═════ Page text ═════

[Nickle] Bitsets considered harmful?

Tue Nov 30 11:11:32 PST 2004

Somehow I'm not making the right connection about how efficiently
finding the lsb solves the problem of mapping LR(1) items to consecutive
integers efficiently.  Can you explain this in more detail?  In the
current implementation, hashes are used only to map stuff (items,
strings) to consecutive integers so they can be used in bitsets -- is
this a wrongheaded notion?  If I have all the productions in the grammar
shoved into a similar integer <-> production mapping, I could create an
efficient bijection between the natural numbers like so:

For an LR(1) item with nonterminal S, production prod, and 'next' symbol
next:  

   S -> prod, next

Create an integer i such that:
i = (integer representing "next") + (integer representing "S") * (number
of symbols) +  (integer representing prod) * (number of symbols) ** 2

But this may not sufficiently speed up the set operation that's killing
us most -- union on bitsets in the domain of LR(1) item integer
representations.

On Tue, 30 Nov 2004 10:37:21 -0800, "Bart Massey" <nickle at po8.org> said:
> Note that Nickle contains an efficient implementation of
> Math::ilog() which would help a lot with your troubles.
> Hashes really aren't the right way to find the first 1 bit.
> Actually, ilog() does a lot of unecessary math: I just
> checked in a version of Nickle with Math::lsb() in it.  I'll
> be shocked if this doesn't solve your lookup speed problem.
> 
> Somebody should probably rewrite ilog() to work like lsb()
> in the case where base == 2 someday.
> 
> 	Bart
> 
> In message <1101832604.14475.209749476 at webmail.messagingengine.com> you
> wrote:
> > The audacious subject of this post is only half-serious -- I'm starting
> > to think reimplementing the Mint parser generator using bitsets as a set
> > representation may have been a bad idea.
> > 
> > The reason behind this has to do with the nature of the canonical
> > collection/closure/first set/goto system of algorithms.  A bit of a
> > review: this system manipulates sets of LR(1) items.  Closure closes a
> > set of LR(1) items such that if the parsing location (dot) is in front
> > of a nonterminal in the set -- a corresponding item is added to that
> > set.  Goto takes a set of LR(1) items and some symbol and returns a set
> > which represents a new state of the parser.  The canonical collection
> > set of algorithms seems to correspond roughly to a breadth first search
> > of the set of states in the DFA-like entity which represents the parser.

═════ Input for this task ═════

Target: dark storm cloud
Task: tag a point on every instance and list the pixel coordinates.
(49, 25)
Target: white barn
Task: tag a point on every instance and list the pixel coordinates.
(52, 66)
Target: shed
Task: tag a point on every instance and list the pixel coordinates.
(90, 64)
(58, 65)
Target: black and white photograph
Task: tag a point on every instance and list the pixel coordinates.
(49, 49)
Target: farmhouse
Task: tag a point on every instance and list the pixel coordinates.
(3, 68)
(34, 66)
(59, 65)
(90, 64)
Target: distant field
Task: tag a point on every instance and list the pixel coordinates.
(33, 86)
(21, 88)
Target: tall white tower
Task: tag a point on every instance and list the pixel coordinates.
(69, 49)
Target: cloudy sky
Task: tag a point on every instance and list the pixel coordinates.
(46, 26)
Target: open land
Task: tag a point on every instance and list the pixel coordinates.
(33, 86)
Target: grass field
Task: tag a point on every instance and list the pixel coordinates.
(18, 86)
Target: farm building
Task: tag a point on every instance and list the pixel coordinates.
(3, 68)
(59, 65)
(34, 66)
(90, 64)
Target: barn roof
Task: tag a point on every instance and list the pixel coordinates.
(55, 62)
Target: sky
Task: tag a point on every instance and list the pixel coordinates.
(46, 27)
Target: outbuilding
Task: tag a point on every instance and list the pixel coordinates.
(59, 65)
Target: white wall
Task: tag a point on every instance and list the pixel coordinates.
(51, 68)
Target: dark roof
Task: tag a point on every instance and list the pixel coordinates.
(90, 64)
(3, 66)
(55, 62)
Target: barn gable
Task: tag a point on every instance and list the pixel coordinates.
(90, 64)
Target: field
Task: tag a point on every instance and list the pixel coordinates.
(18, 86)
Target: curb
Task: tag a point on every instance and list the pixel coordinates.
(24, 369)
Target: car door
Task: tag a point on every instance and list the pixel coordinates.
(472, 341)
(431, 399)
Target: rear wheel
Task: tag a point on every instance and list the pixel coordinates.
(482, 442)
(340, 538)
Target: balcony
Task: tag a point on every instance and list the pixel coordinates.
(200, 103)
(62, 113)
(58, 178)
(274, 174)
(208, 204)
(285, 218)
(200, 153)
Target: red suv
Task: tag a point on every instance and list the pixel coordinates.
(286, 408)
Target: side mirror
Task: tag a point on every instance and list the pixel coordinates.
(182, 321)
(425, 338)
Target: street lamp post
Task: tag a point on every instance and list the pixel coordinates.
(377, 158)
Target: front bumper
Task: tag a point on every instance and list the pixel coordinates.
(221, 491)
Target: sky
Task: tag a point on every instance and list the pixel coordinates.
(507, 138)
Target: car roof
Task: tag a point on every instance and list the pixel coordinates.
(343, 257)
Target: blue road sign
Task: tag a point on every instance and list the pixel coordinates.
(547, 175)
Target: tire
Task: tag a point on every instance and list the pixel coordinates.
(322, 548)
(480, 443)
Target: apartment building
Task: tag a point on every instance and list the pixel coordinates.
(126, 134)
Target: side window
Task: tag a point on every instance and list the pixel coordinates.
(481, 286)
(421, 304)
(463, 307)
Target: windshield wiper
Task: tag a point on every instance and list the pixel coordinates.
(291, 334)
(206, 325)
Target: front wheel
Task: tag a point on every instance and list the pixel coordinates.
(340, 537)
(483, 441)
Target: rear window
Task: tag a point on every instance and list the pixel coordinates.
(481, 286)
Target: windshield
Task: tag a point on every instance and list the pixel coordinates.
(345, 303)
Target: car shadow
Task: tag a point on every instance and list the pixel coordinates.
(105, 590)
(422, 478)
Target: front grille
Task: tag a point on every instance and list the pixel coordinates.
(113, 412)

═════

◆ Problems to solve ◆
A) In the thread, which function did Bart Massey check in to Nickle to find the first 1 bit?
B) Give the entries from the line containing "Target: blue road sign" through the end of the entries as a JSON list of strings, one string per line, leaving out blank lines.

◆ Solutions in order ◆
A) Math::lsb()

B)
[
  "Target: blue road sign",
  "Task: tag a point on every instance and list the pixel coordinates.",
  "(547, 175)",
  "Target: tire",
  "Task: tag a point on every instance and list the pixel coordinates.",
  "(322, 548)",
  "(480, 443)",
  "Target: apartment building",
  "Task: tag a point on every instance and list the pixel coordinates.",
  "(126, 134)",
  "Target: side window",
  "Task: tag a point on every instance and list the pixel coordinates.",
  "(481, 286)",
  "(421, 304)",
  "(463, 307)",
  "Target: windshield wiper",
  "Task: tag a point on every instance and list the pixel coordinates.",
  "(291, 334)",
  "(206, 325)",
  "Target: front wheel",
  "Task: tag a point on every instance and list the pixel coordinates.",
  "(340, 537)",
  "(483, 441)",
  "Target: rear window",
  "Task: tag a point on every instance and list the pixel coordinates.",
  "(481, 286)",
  "Target: windshield",
  "Task: tag a point on every instance and list the pixel coordinates.",
  "(345, 303)",
  "Target: car shadow",
  "Task: tag a point on every instance and list the pixel coordinates.",
  "(105, 590)",
  "(422, 478)",
  "Target: front grille",
  "Task: tag a point on every instance and list the pixel coordinates.",
  "(113, 412)"
]